● Your goal
From the line containing "For every instance of the green stem, record" down to the final line of the entries below, quote every line verbatim. Exclude pictures.

Image point grounding data
☆ ☆ ☆ ☆ ☆

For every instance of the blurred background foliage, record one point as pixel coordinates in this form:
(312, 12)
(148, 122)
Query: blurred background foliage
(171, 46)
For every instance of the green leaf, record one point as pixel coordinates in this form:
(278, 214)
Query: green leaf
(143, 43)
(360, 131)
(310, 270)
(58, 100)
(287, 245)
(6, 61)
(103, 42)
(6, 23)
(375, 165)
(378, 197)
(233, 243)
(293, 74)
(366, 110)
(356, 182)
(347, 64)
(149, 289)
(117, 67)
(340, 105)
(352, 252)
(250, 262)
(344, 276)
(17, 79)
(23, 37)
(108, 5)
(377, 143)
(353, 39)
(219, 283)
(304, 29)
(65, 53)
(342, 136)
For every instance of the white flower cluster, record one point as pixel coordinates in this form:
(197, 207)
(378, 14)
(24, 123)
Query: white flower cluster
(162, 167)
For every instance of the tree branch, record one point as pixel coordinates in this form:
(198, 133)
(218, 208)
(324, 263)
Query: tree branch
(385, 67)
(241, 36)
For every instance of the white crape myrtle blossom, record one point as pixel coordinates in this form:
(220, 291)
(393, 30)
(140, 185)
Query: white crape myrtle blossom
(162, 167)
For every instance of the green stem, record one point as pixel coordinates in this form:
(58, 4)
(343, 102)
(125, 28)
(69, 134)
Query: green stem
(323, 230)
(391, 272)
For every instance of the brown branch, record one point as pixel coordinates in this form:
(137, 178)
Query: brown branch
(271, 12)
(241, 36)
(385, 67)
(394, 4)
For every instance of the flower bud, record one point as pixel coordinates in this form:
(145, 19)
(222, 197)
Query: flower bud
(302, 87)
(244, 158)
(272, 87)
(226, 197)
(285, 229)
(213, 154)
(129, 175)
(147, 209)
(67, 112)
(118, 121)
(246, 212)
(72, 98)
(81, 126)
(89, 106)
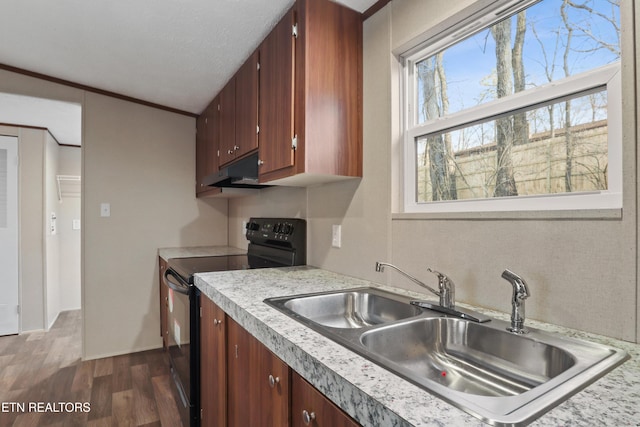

☆ ☆ ☆ ☆ ☆

● Result of the exercise
For every instance of the green stem, record one point as pixel coordinates in this form:
(58, 4)
(343, 102)
(125, 28)
(69, 134)
Query: green stem
(323, 230)
(391, 272)
For every instance of the brown branch, record one point as pixel coordinates in this form:
(137, 178)
Query: brown branch
(271, 12)
(241, 36)
(385, 67)
(394, 4)
For every instance of the flower bud, record one point as pixel coordinates in this form:
(145, 19)
(222, 197)
Query: flower bud
(302, 87)
(244, 158)
(272, 87)
(226, 197)
(285, 229)
(213, 154)
(129, 175)
(147, 209)
(67, 112)
(118, 121)
(246, 212)
(72, 98)
(81, 126)
(89, 106)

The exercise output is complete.